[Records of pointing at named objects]
■ ■ ■ ■ ■

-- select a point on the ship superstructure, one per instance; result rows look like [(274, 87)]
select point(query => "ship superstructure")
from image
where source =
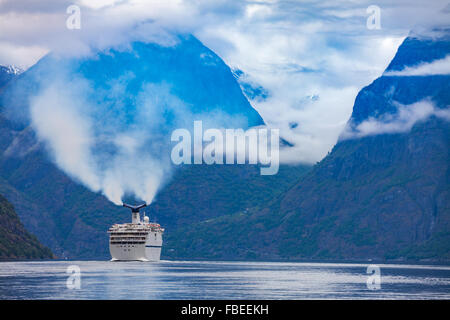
[(135, 241)]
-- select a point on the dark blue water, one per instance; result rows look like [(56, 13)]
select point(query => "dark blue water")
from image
[(219, 280)]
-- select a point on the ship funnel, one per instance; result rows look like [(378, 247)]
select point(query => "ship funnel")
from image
[(135, 212)]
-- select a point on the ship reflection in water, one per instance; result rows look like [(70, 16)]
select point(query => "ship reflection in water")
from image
[(220, 280)]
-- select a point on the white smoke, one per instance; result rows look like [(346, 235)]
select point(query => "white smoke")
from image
[(405, 117), (104, 152)]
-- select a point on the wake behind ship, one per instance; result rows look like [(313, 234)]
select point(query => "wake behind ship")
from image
[(135, 241)]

■ ■ ■ ■ ■

◆ Problem statement: Convert the records above into a two-column CSV with the columns record_text and answer, one row per record. Put each field in double quotes, replace line breaks with spaces, and omit the pictures.

◆ Finished exercise:
record_text,answer
"-- select a point on the ship superstructure, one per instance; result rows look like [(274, 87)] select point(query => ""ship superstructure"") from image where source =","[(135, 241)]"
"-- select a point on the dark blue water, one per instance; result rows look like [(56, 13)] select point(query => ""dark blue water"") from image","[(219, 280)]"
"-- select a point on the ship funnel, one per instance; result rows look like [(378, 247)] select point(query => ""ship funnel"") from image","[(135, 212)]"
"-- select a point on the ship reflection in water, one per instance; result rows look like [(70, 16)] select point(query => ""ship reflection in water"") from image","[(220, 280)]"
"-- select a point on the white smoke, one per instance; result rows look like [(346, 235)] select point(query => ""white smoke"") from image","[(405, 117), (104, 152)]"
"-- select a point on the wake behind ship, one per instance; result rows look like [(313, 234)] select point(query => ""wake behind ship"") from image","[(135, 241)]"